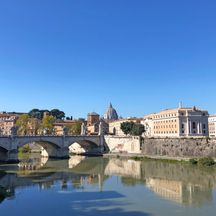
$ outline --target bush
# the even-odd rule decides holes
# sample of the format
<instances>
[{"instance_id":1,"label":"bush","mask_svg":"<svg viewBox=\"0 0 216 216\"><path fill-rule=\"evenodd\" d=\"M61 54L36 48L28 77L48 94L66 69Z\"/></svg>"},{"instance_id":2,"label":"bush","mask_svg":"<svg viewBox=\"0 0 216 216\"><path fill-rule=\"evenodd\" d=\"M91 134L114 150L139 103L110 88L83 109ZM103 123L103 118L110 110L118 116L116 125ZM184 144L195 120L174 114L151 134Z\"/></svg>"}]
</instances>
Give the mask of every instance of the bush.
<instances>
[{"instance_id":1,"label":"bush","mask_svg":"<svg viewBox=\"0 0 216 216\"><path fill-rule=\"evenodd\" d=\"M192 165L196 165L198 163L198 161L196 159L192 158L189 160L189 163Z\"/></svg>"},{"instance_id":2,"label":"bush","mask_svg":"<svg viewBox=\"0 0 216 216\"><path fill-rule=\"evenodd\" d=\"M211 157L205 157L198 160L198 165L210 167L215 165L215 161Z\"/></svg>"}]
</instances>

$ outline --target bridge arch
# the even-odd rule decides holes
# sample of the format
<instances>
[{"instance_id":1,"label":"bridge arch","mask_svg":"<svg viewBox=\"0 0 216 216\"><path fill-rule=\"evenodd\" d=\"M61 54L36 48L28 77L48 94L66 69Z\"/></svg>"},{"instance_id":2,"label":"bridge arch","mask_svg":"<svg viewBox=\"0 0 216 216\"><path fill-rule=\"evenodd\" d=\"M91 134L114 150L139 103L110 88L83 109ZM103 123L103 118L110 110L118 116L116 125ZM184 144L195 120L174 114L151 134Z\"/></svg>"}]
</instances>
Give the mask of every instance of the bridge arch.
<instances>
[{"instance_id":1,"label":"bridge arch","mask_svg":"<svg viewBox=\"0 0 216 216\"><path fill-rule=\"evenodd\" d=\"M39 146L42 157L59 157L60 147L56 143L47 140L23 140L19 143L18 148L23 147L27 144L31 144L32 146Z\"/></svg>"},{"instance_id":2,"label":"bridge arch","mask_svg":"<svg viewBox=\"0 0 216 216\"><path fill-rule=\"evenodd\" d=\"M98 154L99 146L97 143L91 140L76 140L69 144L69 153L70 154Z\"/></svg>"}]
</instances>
· · · · · · ·
Short exercise
Reproduce the records verbatim, omitting all images they contain.

Exercise output
$ outline --target bush
# the even-odd rule decides holes
# sample of the format
<instances>
[{"instance_id":1,"label":"bush","mask_svg":"<svg viewBox=\"0 0 216 216\"><path fill-rule=\"evenodd\" d=\"M61 54L36 48L28 77L48 94L66 69Z\"/></svg>"},{"instance_id":2,"label":"bush","mask_svg":"<svg viewBox=\"0 0 216 216\"><path fill-rule=\"evenodd\" d=\"M91 134L114 150L139 103L110 88L83 109ZM103 123L103 118L110 110L118 116L116 125ZM184 144L195 120L174 114L151 134Z\"/></svg>"}]
</instances>
Give the mask of every instance of the bush.
<instances>
[{"instance_id":1,"label":"bush","mask_svg":"<svg viewBox=\"0 0 216 216\"><path fill-rule=\"evenodd\" d=\"M192 165L196 165L198 163L198 161L196 159L192 158L189 160L189 163Z\"/></svg>"},{"instance_id":2,"label":"bush","mask_svg":"<svg viewBox=\"0 0 216 216\"><path fill-rule=\"evenodd\" d=\"M211 157L205 157L198 160L198 165L210 167L215 165L215 161Z\"/></svg>"}]
</instances>

$ outline --target bridge arch
# the even-odd rule decides holes
# sample of the format
<instances>
[{"instance_id":1,"label":"bridge arch","mask_svg":"<svg viewBox=\"0 0 216 216\"><path fill-rule=\"evenodd\" d=\"M61 54L36 48L28 77L48 94L66 69Z\"/></svg>"},{"instance_id":2,"label":"bridge arch","mask_svg":"<svg viewBox=\"0 0 216 216\"><path fill-rule=\"evenodd\" d=\"M91 134L114 150L139 103L110 88L83 109ZM103 123L103 118L110 110L118 116L116 125ZM184 144L195 120L174 114L151 134Z\"/></svg>"}]
</instances>
Give the mask of every instance of the bridge arch.
<instances>
[{"instance_id":1,"label":"bridge arch","mask_svg":"<svg viewBox=\"0 0 216 216\"><path fill-rule=\"evenodd\" d=\"M39 146L42 157L59 157L60 147L56 143L47 140L23 140L19 143L18 148L23 147L27 144L31 144L32 146Z\"/></svg>"},{"instance_id":2,"label":"bridge arch","mask_svg":"<svg viewBox=\"0 0 216 216\"><path fill-rule=\"evenodd\" d=\"M98 154L99 146L97 143L91 140L76 140L69 144L69 153L70 154Z\"/></svg>"}]
</instances>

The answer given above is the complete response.